Exercise goal
Each line below needs to be repeated precisely as it is.

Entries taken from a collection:
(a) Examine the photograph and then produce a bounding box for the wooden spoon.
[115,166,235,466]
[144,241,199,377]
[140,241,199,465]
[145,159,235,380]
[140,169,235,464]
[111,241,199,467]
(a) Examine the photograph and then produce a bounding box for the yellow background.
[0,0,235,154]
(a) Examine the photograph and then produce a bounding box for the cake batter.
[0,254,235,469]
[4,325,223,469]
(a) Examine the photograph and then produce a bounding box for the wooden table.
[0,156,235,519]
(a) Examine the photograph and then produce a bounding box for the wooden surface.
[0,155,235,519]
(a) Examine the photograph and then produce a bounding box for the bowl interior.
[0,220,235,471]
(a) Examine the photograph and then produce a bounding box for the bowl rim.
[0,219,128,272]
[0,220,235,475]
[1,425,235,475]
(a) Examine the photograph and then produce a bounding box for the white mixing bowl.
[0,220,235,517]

Solution
(a) Examine the photograph and then produce a bounding box for the wooden spoon.
[115,166,235,466]
[144,241,199,377]
[140,241,199,465]
[145,159,235,380]
[140,169,235,464]
[111,241,199,467]
(a) Examine the photograph and then produce a bounding box for the yellow background.
[0,0,235,154]
(a) Examine the photograph and then produce a bounding box for the cake batter.
[0,254,235,469]
[4,325,223,469]
(a) Examine the photograph and then produce a bounding box for the wooden table.
[0,156,235,519]
(a) Examine the photograph and then produce a bounding box for the wooden surface.
[0,155,235,519]
(a) Examine the photograph and then produce a bounding box for the bowl interior.
[0,220,235,471]
(a) Examine the photograph and then produce a bounding box for the bowl rim.
[0,219,128,272]
[0,220,235,475]
[1,425,235,475]
(a) Examine the photograph and then produce a bounding box for the white mixing bowl.
[0,220,235,517]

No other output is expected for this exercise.